(PAGE TEXT):

The RSC's fourth artistic director, Adrian Noble, emerged in the late 1980s before being appointed in 1991. He proved a brilliant classical director – as good, on his day, as Nunn or Hands – but the new writing side of things didn't perk up and he became obsessed with leaving the Barbican, fragmenting the company's operation, issuing ever shorter contracts, touring, tearing down the Stratford theatre altogether (and starting again) and opening a "Shakespeare village" by the Avon where folk could try on helmets and hempen consumes while joshing comely wenches.

At this point in its history I advocated the RSC being closed down as then constituted, perhaps re-opening with two directors, three playwrights and 20 actors on contract, based in Stratford. When I heretically reiterated my concerns, shortly before Noble's departure, at a Shakespeare Birthday lunch, I was publically branded a "traitor" by the distinguished professor Stanley Wells, then a prominent RSC governor and vice-chairman.

But a traitor to what? I could no longer reconcile what the RSC did with what it was founded to do. The early RSC published Flourish, a newspaper in which RSC directors argued with each other and addressed critical points of view. Under Noble, there emerged a very different regime, with actors compelled to sign gagging orders.

The RSC's first managing director, Chris Foy, recruited from Unilever with no theatre experience, instigated cuts and redundancies with little consultation with the staff. The one thing you can say about Stratford is that it has probably the finest technical plant – scene-building, wardrobe, armoury and practical training – in Europe. And it's staffed by locals, many of them RSC "lifers".

The board seemed supine while this cankerous nonsense carried on. The Barbican was vacated in 2002, but Noble's attempt to pull down the Stratford theatre was readjusted (at no less expense) to plans for what we have now. The repertoire system – you used to be able to see five or six Shakespeare plays in a week in Stratford – was more or less dropped; tourists stopped coming in droves. Plays would open in November, or have press nights in Easter week.

How the Arts Council allowed all this to happen I shall never know. Taxpayers' money was wasted, and no one was made accountable. For all the upbeat noises coming out of Stratford these days, that period casts a long shadow. The trouble is, there's no going back. The juggernaut goes on, with its attendant sponsorship, educational programmes (very good they are too, and much more central to Boyd's plans) and administrative pyramids.

(REQUIRED WORK):
a – Answer these questions from the piece on the RSC:
(i) In what year was Adrian Noble appointed artistic director?
(ii) What was the name of the newspaper the early RSC published?
(iii) From which company was the RSC's first managing director recruited?
b – How many lines of the listing contain the string "wall"? Give only the number.

Location annotation dataset extracts:
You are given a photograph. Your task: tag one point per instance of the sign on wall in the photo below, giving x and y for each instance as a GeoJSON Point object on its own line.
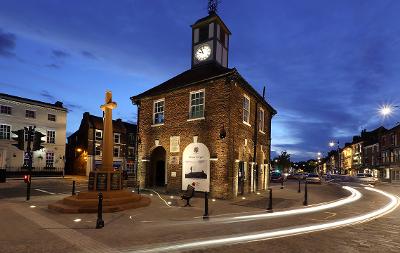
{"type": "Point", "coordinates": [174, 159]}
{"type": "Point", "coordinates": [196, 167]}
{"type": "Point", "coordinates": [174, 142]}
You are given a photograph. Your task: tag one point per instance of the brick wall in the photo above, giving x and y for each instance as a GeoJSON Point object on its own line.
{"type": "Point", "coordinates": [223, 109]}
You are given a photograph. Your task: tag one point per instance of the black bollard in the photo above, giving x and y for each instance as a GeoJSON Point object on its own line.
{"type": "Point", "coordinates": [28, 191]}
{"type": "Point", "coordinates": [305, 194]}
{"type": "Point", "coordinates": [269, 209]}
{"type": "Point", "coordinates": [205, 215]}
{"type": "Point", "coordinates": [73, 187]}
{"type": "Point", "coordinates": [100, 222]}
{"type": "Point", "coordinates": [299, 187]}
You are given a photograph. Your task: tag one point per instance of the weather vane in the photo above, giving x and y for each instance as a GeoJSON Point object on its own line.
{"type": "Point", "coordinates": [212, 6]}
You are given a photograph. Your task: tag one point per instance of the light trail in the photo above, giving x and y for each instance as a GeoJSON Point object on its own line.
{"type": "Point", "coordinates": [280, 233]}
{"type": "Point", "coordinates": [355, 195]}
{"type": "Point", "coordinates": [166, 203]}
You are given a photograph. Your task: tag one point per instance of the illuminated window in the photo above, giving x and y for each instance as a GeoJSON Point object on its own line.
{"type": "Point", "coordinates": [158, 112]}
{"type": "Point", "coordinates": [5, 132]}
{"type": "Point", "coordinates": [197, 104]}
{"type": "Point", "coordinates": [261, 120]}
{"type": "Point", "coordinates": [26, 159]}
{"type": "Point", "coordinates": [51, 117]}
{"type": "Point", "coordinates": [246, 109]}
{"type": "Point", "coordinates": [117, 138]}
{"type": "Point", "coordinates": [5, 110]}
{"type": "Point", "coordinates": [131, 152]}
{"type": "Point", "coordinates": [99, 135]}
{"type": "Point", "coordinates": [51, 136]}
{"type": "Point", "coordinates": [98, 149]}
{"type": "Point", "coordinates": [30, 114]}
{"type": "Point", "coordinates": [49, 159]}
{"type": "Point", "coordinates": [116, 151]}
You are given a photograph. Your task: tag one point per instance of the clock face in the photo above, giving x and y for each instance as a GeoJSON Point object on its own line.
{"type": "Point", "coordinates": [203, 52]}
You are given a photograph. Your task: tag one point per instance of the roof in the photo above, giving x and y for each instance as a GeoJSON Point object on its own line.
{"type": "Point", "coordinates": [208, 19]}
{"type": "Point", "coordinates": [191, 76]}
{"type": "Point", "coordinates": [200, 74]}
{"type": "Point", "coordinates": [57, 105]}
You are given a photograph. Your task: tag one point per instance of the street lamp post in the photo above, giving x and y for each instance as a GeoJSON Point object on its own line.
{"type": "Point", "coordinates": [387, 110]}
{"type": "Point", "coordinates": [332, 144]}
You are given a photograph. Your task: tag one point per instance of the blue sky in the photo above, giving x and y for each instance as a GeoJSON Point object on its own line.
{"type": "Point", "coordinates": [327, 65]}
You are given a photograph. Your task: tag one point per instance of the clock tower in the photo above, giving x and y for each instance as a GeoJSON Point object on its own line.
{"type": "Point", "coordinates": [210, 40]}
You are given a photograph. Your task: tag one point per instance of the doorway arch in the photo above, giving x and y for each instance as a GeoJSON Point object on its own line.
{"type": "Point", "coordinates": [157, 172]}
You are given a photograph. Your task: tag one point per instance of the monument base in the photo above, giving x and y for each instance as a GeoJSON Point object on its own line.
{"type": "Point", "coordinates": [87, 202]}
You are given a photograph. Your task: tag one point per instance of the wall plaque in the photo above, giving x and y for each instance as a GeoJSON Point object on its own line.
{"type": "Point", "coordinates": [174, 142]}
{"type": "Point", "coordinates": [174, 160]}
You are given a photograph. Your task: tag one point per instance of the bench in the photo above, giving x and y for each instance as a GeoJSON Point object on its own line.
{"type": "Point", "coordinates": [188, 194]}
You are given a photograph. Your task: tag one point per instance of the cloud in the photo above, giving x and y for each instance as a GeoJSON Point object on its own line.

(SOLUTIONS TO THE EXERCISE):
a –
(i) 1991
(ii) Flourish
(iii) Unilever

b – 3